• Complete the following:
A) In the article about polyBERT, rewrite the paragraph beginning "In a first step" as a bulleted list that keeps its main facts.
B) Translate this sentence from the article about polyBERT into Spanish: "Polymers have become an indispensable part of everyday life."
C) Carry on the article about polyBERT, starting after its final sentence.

## begin Extract provided

Polymers have become an indispensable part of everyday life. However, the current polymers represent only a small fraction of the huge number of polymers that theoretically exist.
Prof. Dr. Christopher Kuenneth at the University of Bayreuth, Germany, together with research partners in Atlanta, U.S., have now developed a digital system that promises extraordinarily high economical, technological and ecological benefits: from around 100 million theoretically possible polymers, their system can precisely select those materials that have an ideal property profile for targeted applications at unprecedented speed.
The new system is presented in Nature Communications.
Kuenneth, Professor of Computational Materials Science at the Faculty of Engineering at the University of Bayreuth, and Prof. Dr. Rampi Ramprasad at the Georgia Institute of Technology in Atlanta have named their new system “polyBERT.” The name comes from the interdisciplinarity from which polyBERT emerged: insights, concepts and techniques of polymer chemistry, linguistics and natural language processing, and the new artificial intelligence paradigm.
polyBERT is a system that treats the chemical structure of polymers like a chemical language: each word that can be formed in this language is a unique name for a theoretically possible polymer. The molecular building blocks and structures of respective polymers are reflected in these names. Building on new insights from linguistics and computer science, polyBERT has been trained and developed to a learning system by the research team in Bayreuth and Atlanta.
From polymer language to digital ‘fingerprints’
In a first step, polyBERT has learned the names of about 100 million theoretically possible polymers. These names are combinations of molecular units contained in approximately 13,000 polymers. The training of polyBERT makes it understand the polymer language, and correctly identify building blocks and structures of about 100 million polymers. The learning digital system can even use the polymer language on its own. This means that polyBERT can generate further names of previously unknown but theoretically possible polymers.

## end Extract provided
## begin Data block

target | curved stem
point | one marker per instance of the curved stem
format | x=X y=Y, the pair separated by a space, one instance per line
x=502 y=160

## end Data block

• Task-by-task answers:
A)
- polyBERT first learned the names of about 100 million theoretically possible polymers.
- These names are combinations of molecular units found in roughly 13,000 polymers.
- Its training lets it understand the polymer language and correctly identify the building blocks and structures of about 100 million polymers.
- It can use the polymer language on its own and generate names of previously unknown but theoretically possible polymers.

B) Los polímeros se han convertido en una parte indispensable de la vida cotidiana.

C)
Linked to the chemical language expertise is another capability: polyBERT automatically translates polymer names that it knows into numerical representations, so-called “fingerprints.” Each fingerprint is a unique code word consisting of numbers from which the building blocks and structure of the respective polymer can be inferred. This automatic generation of digital fingerprints is far less error-prone and much faster than human-generated fingerprints for each chemical structure of polymers.
Rapid and precise prediction of polymer properties
polyBERT derives its enormous practical relevance from the teaching process, by the researchers in Bayreuth and Atlanta, about numerous characteristic polymer properties that are particularly relevant for technological applications. The system is therefore able to unambiguously correlate fingerprints and properties of polymers.
Novel techniques from the field of artificial intelligence enable polyBERT to precisely select, with high accuracy and at unprecedented speed, those polymers required for specific applications from the 100 million theoretically possible polymers.
“polyBERT is an exceptionally high-performance system for rapid and accurate prediction of polymer properties. Therefore, our research has the potential to significantly accelerate the design, synthesis and technological application of polymers,” says Kuenneth.
Past study identifies bioplastics
The importance of machine learning approaches to polymer research is already demonstrated by a past study that Kuenneth published in the journal Communications Materials in December 2022. Here, he and research partners at Atlanta and the Los Alamos National Laboratories in the United States present a similar artificial neural network-based system for predicting polymer properties.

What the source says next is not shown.